Task to complete:
All lines from the one with "Task: locate the blue sky" onward, through the last line of the records below, are to be retyped word for word.
[Excerpted data]
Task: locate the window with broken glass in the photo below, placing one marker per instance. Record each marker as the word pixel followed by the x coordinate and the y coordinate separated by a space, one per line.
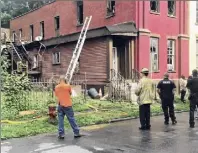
pixel 197 12
pixel 171 7
pixel 110 7
pixel 154 51
pixel 171 55
pixel 154 6
pixel 80 12
pixel 197 53
pixel 56 58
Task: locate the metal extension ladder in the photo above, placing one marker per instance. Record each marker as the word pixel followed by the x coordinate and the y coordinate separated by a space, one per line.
pixel 78 49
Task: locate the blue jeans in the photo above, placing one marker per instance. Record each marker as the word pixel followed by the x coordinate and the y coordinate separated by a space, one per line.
pixel 68 111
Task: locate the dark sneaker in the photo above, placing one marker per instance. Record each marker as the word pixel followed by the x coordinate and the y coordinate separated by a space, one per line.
pixel 61 137
pixel 77 135
pixel 166 122
pixel 174 122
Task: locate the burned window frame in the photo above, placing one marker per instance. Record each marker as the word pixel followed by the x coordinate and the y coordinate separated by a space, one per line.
pixel 31 32
pixel 157 6
pixel 57 25
pixel 154 53
pixel 80 12
pixel 56 60
pixel 196 12
pixel 171 4
pixel 42 28
pixel 111 7
pixel 171 52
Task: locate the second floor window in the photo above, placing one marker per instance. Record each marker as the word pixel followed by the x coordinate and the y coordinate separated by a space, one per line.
pixel 196 11
pixel 80 12
pixel 20 34
pixel 171 7
pixel 42 29
pixel 56 58
pixel 154 6
pixel 31 33
pixel 110 7
pixel 57 25
pixel 171 55
pixel 13 36
pixel 197 53
pixel 154 51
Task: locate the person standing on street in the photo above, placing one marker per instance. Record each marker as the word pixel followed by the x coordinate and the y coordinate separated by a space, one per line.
pixel 145 93
pixel 192 85
pixel 182 83
pixel 63 93
pixel 166 89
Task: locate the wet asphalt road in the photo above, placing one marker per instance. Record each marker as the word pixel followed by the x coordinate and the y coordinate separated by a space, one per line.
pixel 120 137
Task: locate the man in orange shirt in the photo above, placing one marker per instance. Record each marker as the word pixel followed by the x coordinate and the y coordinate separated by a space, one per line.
pixel 63 94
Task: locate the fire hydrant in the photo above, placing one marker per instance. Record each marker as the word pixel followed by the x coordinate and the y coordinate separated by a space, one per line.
pixel 52 114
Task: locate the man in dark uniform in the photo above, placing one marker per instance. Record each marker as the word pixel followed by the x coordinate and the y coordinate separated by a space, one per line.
pixel 192 85
pixel 166 89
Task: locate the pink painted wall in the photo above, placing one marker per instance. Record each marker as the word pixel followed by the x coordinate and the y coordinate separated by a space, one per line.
pixel 67 10
pixel 164 27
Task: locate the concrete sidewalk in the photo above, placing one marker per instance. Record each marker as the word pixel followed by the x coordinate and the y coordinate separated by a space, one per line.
pixel 120 137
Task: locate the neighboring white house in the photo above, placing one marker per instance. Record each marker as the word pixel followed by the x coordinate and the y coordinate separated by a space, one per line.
pixel 193 31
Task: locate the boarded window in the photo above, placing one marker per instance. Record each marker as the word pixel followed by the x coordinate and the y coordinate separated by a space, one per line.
pixel 171 55
pixel 42 29
pixel 197 12
pixel 57 25
pixel 154 5
pixel 154 54
pixel 13 36
pixel 56 58
pixel 172 7
pixel 31 33
pixel 110 7
pixel 20 34
pixel 80 12
pixel 197 53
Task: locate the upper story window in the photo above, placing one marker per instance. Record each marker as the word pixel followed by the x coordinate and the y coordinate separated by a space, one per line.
pixel 57 25
pixel 13 36
pixel 154 54
pixel 197 12
pixel 56 58
pixel 80 12
pixel 42 26
pixel 20 34
pixel 35 61
pixel 110 7
pixel 154 6
pixel 171 7
pixel 171 55
pixel 31 32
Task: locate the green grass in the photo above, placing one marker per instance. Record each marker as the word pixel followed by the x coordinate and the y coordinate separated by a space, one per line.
pixel 106 111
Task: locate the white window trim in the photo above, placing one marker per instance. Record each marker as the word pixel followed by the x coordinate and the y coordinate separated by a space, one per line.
pixel 152 60
pixel 53 58
pixel 172 55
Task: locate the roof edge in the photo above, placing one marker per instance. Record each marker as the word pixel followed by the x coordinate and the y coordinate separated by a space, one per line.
pixel 32 10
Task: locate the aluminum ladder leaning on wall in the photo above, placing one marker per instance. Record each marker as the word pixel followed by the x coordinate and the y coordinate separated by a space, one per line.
pixel 77 50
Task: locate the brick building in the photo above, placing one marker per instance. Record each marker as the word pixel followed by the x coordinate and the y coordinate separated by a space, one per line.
pixel 123 35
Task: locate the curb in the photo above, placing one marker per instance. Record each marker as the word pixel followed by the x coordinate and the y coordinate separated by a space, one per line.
pixel 152 115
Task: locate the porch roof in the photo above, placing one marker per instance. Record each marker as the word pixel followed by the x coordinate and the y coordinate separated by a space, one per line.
pixel 123 29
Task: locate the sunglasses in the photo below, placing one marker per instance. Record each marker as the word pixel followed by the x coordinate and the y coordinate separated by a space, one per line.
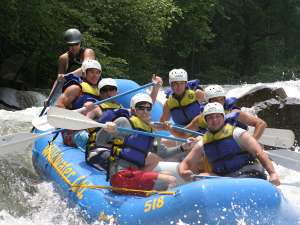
pixel 108 88
pixel 73 44
pixel 147 108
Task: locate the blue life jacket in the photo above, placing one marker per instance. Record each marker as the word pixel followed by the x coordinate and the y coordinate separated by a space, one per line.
pixel 191 84
pixel 89 94
pixel 233 119
pixel 135 147
pixel 223 152
pixel 75 61
pixel 230 104
pixel 112 114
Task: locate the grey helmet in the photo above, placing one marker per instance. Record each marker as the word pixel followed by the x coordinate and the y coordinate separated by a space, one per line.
pixel 72 36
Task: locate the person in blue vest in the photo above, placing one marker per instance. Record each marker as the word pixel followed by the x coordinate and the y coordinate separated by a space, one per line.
pixel 77 94
pixel 127 157
pixel 70 62
pixel 230 151
pixel 215 93
pixel 184 103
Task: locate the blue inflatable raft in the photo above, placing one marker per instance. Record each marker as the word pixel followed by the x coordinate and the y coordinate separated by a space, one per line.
pixel 207 201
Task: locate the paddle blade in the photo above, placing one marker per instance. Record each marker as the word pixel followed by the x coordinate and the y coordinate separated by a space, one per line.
pixel 41 123
pixel 15 142
pixel 286 158
pixel 68 119
pixel 280 138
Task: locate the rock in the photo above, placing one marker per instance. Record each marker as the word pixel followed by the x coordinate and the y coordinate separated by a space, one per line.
pixel 281 114
pixel 260 94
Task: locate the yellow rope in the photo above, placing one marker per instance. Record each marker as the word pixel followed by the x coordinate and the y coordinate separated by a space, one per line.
pixel 125 189
pixel 66 180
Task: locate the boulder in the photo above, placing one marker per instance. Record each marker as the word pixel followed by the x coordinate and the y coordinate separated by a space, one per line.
pixel 260 94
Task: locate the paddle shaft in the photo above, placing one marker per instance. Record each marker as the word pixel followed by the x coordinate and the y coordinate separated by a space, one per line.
pixel 117 96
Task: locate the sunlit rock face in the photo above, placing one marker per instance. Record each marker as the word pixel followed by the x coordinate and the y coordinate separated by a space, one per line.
pixel 11 99
pixel 259 94
pixel 273 106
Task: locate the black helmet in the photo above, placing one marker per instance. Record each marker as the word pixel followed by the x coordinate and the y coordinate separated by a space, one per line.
pixel 72 36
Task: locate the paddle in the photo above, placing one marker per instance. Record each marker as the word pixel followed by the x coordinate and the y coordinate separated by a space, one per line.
pixel 288 159
pixel 41 123
pixel 50 99
pixel 280 138
pixel 17 142
pixel 72 120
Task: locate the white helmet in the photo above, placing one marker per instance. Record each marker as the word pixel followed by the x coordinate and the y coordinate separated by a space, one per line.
pixel 213 107
pixel 177 75
pixel 213 91
pixel 140 97
pixel 90 64
pixel 107 82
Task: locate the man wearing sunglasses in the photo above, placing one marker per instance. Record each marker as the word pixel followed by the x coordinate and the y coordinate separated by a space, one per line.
pixel 127 158
pixel 71 61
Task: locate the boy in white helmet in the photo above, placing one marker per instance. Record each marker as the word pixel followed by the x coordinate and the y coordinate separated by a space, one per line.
pixel 77 94
pixel 127 157
pixel 184 104
pixel 230 151
pixel 215 93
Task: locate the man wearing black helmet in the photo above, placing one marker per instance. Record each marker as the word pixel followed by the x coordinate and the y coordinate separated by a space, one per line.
pixel 71 60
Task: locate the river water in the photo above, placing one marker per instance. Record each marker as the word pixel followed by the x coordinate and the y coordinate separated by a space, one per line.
pixel 26 199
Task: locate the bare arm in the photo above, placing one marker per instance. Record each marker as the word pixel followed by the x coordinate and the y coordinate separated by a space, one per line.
pixel 199 95
pixel 254 148
pixel 193 125
pixel 192 162
pixel 256 122
pixel 70 94
pixel 62 63
pixel 155 89
pixel 88 54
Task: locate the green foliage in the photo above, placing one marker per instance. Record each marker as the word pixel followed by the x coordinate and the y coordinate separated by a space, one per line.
pixel 216 41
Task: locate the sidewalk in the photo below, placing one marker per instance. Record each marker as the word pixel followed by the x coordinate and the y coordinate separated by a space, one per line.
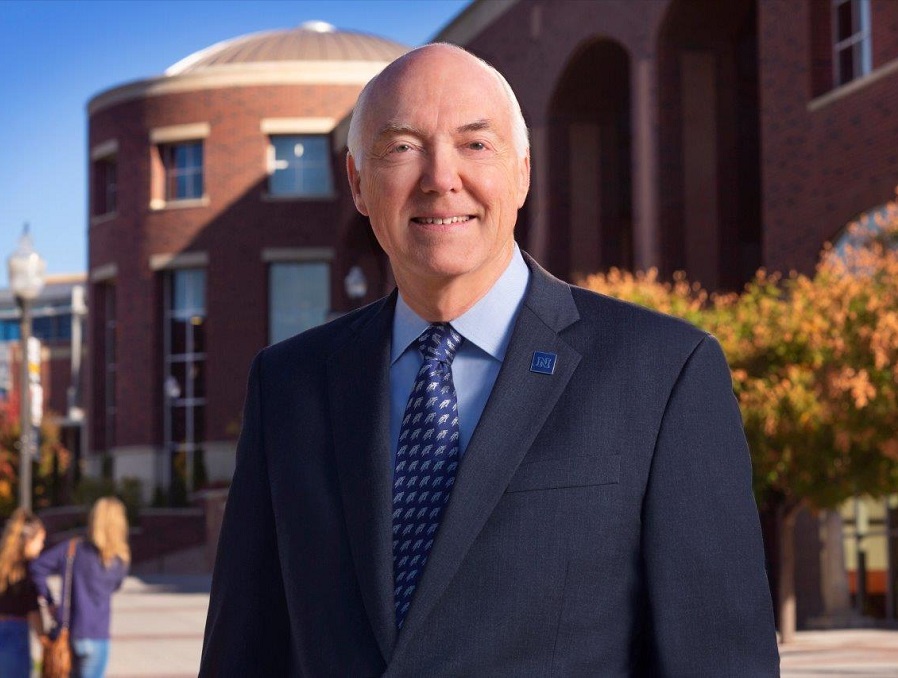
pixel 157 626
pixel 157 632
pixel 855 653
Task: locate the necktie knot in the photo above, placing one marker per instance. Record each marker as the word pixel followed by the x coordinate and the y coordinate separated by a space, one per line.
pixel 439 342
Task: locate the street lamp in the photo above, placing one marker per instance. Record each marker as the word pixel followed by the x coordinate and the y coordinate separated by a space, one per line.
pixel 356 285
pixel 26 280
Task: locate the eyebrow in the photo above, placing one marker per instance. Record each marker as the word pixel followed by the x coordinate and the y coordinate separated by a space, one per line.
pixel 392 128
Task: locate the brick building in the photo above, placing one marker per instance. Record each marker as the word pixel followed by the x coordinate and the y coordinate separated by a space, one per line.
pixel 708 136
pixel 713 137
pixel 216 228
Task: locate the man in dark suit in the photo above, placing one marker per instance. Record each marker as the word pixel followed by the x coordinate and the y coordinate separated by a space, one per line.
pixel 489 472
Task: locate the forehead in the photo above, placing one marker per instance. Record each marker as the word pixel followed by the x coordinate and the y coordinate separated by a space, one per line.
pixel 438 93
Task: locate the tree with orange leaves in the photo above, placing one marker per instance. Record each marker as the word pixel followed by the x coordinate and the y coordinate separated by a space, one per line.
pixel 815 368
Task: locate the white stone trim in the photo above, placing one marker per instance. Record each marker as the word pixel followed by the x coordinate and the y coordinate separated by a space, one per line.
pixel 157 204
pixel 287 254
pixel 175 133
pixel 846 90
pixel 297 125
pixel 473 19
pixel 243 75
pixel 173 260
pixel 107 149
pixel 105 272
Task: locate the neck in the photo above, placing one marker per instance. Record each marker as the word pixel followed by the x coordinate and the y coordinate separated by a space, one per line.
pixel 445 299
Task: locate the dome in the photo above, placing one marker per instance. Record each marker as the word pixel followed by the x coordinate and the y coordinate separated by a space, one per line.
pixel 311 41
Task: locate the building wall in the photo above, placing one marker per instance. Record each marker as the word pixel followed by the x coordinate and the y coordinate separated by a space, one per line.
pixel 824 156
pixel 828 157
pixel 231 230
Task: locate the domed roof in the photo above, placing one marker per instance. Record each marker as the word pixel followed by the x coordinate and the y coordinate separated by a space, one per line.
pixel 312 41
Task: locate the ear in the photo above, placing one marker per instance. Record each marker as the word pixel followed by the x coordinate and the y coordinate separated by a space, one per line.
pixel 523 179
pixel 355 184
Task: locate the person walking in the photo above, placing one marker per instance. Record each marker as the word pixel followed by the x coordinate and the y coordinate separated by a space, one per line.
pixel 99 566
pixel 23 539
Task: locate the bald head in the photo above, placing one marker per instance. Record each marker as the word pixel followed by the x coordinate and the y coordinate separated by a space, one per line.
pixel 448 56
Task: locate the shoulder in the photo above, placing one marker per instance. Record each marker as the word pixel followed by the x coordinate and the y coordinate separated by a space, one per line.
pixel 613 315
pixel 315 345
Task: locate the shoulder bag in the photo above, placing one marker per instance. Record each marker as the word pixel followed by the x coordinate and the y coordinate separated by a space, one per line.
pixel 57 653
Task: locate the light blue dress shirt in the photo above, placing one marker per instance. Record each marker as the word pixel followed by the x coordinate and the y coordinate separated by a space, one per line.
pixel 486 327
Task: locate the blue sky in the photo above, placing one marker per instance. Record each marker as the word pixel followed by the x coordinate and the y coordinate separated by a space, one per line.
pixel 56 54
[/Excerpted data]
Answer box:
Task: locate the blue sky in the photo above, placing one marker per instance. Record each marker as the word pixel followed by the x coordinate and the y coordinate separated by a space, one per line.
pixel 56 54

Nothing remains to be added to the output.